Write every record out again exactly as given.

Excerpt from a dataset
::::::
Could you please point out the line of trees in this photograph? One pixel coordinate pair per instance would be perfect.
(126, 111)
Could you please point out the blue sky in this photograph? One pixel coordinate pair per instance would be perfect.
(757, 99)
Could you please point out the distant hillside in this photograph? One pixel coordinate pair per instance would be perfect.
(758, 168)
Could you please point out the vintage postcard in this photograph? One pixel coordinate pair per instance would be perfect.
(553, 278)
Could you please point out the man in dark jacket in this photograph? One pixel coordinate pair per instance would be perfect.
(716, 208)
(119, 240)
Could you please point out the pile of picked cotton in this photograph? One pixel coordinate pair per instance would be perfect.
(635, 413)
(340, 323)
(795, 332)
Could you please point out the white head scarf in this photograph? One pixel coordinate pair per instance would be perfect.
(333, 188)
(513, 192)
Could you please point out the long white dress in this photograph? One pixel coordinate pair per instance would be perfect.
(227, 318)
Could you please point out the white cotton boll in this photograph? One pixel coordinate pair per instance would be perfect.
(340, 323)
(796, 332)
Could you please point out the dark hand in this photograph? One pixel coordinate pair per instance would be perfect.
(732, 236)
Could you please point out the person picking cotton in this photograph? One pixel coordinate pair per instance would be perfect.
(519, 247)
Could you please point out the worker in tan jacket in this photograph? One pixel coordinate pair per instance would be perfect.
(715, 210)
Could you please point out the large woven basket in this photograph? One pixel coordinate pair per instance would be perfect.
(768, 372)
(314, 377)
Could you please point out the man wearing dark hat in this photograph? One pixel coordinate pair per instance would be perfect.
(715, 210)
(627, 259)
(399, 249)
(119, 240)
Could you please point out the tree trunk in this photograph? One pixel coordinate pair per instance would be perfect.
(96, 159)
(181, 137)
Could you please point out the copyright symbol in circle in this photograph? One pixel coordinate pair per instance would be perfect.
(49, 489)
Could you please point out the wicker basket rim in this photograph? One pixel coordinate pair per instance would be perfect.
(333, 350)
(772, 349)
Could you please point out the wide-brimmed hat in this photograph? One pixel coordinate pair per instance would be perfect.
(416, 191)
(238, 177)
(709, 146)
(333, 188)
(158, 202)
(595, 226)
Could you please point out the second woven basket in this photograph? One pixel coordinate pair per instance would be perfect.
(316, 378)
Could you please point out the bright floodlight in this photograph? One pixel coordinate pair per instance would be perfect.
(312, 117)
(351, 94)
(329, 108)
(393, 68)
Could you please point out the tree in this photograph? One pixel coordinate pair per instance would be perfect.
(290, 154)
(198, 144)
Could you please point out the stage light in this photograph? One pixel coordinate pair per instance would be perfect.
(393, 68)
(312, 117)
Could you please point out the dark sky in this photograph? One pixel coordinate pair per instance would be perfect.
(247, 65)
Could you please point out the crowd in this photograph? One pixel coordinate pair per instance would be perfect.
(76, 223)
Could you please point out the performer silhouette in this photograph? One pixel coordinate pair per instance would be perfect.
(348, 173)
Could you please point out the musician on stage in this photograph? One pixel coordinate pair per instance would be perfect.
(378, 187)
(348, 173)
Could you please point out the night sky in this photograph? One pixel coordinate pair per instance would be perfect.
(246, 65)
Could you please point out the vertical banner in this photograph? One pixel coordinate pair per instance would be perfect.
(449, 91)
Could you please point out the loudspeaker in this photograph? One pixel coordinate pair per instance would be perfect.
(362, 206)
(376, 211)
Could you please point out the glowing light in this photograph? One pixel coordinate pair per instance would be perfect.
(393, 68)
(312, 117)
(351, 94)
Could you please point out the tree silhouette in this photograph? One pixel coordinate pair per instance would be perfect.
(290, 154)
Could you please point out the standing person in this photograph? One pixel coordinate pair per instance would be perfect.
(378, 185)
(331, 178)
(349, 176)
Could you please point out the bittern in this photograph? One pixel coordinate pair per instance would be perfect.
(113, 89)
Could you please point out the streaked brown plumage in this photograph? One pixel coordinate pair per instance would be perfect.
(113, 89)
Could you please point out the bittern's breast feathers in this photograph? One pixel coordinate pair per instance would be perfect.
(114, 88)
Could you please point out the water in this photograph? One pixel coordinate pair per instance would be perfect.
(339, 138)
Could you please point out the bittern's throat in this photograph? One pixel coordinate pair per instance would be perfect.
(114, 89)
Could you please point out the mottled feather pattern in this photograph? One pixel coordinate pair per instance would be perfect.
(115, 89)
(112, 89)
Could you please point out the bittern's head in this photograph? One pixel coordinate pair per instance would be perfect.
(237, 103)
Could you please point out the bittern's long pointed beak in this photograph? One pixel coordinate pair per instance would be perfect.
::::::
Worked solution:
Could you please point out the line of trees in this photograph? One pixel coordinate pair per instance would be perfect.
(126, 111)
Could you please point out the blue sky in this photograph? One pixel coordinate pair per instance would be perfect.
(757, 99)
Could you please point out the distant hillside in this photograph? One pixel coordinate pair per instance would be perfect.
(758, 168)
Could you please point out the vintage postcard in this photograph? One pixel coordinate pair per instance would be perfect.
(553, 278)
Could you please point out the man in dark jacket in this photograph? One pixel coordinate pair per instance would be perfect.
(716, 208)
(119, 240)
Could you please point out the pile of picked cotton in this photograph? One pixel coordinate pair per instance would be perfect.
(635, 413)
(340, 323)
(795, 332)
Could you please point out the white head scarf in this photograph? One pixel coordinate pair per instance would be perfect.
(333, 188)
(513, 192)
Could you please point out the long white dress in this photograph? One pixel coordinate pair per instance would be perfect.
(227, 318)
Could you please point out the white cotton boll in this photograph? One pixel coordinate pair per instance would be perfect.
(340, 323)
(796, 332)
Could you please point out the dark hand in this photograph? One pixel coordinate pair per instance would be perfect.
(732, 236)
Could you please point out the person picking cotton in this photograph? One pixel coordinate pair per instance would be perfect.
(519, 247)
Could you please point out the worker in tan jacket in this photograph? One pixel coordinate pair per instance would be perfect.
(715, 210)
Could you please point out the large woven basket in this photograph? One pixel coordinate pair per instance would be perfect.
(768, 372)
(314, 377)
Could you please point out the man wearing dark hat in this photograph? One pixel coordinate pair per instance would be perfect.
(715, 210)
(627, 259)
(399, 249)
(119, 240)
Could you please point out the tree trunk in this photograph? One pixel coordinate pair per instance would be perfect.
(96, 159)
(181, 137)
Could you please point out the copyright symbol in circle in this photograph? One pixel coordinate pair per instance would be perfect.
(49, 489)
Could you please point out the wicker basket rim in this photograph? One pixel coordinate pair per instance would be perfect.
(333, 350)
(772, 349)
Could you please point out the wide-brimmed hat in this photograph? One pixel coordinate pair per instance would be perfect.
(416, 191)
(238, 177)
(709, 146)
(333, 188)
(158, 202)
(595, 226)
Could you please point out the second woven basket in this photograph? One pixel coordinate pair per instance would be perfect.
(316, 378)
Could you please point out the bright floodlight in this photograph? One pixel coordinate pair per instance would be perfect.
(312, 117)
(351, 94)
(329, 108)
(393, 68)
Could you please point out the tree in this photograph? One pixel coordinate pair per instance would be perfect.
(290, 154)
(198, 144)
Could you please point out the stage light in this photograph? One pixel coordinate pair per instance would be perfect.
(393, 68)
(312, 117)
Could you please point out the dark sky in this photograph? One pixel coordinate pair per instance would be perfect.
(247, 65)
Could you please point out the crowd in this photograph? One pixel coordinate pair per instance would be perfect.
(76, 223)
Could you please point out the performer silhouette in this photograph? One pixel coordinate pair per instance would be perfect.
(348, 173)
Could you please point out the musician on stage in this photograph? One pixel coordinate pair per instance would be perfect.
(378, 187)
(348, 173)
Could you please point out the night sky in this photograph? One pixel coordinate pair per instance would be perfect.
(246, 65)
Could you please point out the vertical banner in this photograph? One pixel coordinate pair per instance would be perfect.
(449, 91)
Could you please point out the loudspeaker in this photograph? One pixel coordinate pair per instance would be perfect.
(362, 206)
(376, 211)
Could you please point out the glowing light in this photograph? One pixel coordinate pair per instance would be perfect.
(393, 68)
(312, 117)
(351, 94)
Could you please point out the tree silhouette in this photograph? One pixel coordinate pair per instance would be perfect.
(290, 154)
Could you please point out the standing person in this photograph? One pixel coordinate pair per instance would be perfect.
(378, 185)
(331, 178)
(349, 176)
Could you please point out the bittern in this photograph? One pixel coordinate pair per instance would be perfect.
(113, 89)
Could you please point out the streaked brown plumage in this photograph? One pixel coordinate pair per instance would be perfect.
(113, 89)
Could you please point out the bittern's breast feathers in this photograph? One pixel coordinate pair per instance would be perfect.
(114, 88)
Could you please point out the water in this photograph? One pixel coordinate pair per instance would be perfect.
(339, 138)
Could you please point out the bittern's throat in this photograph? One pixel coordinate pair per instance would be perfect.
(114, 89)
Could you please point out the mottled feather pattern in this photograph? One pixel coordinate pair per instance would be perfect.
(115, 89)
(112, 89)
Could you please point out the bittern's head in this photograph? One pixel coordinate pair per instance would be perfect.
(237, 103)
Could you please point out the bittern's long pointed beak in this photograph? One pixel coordinate pair per instance would be perfect.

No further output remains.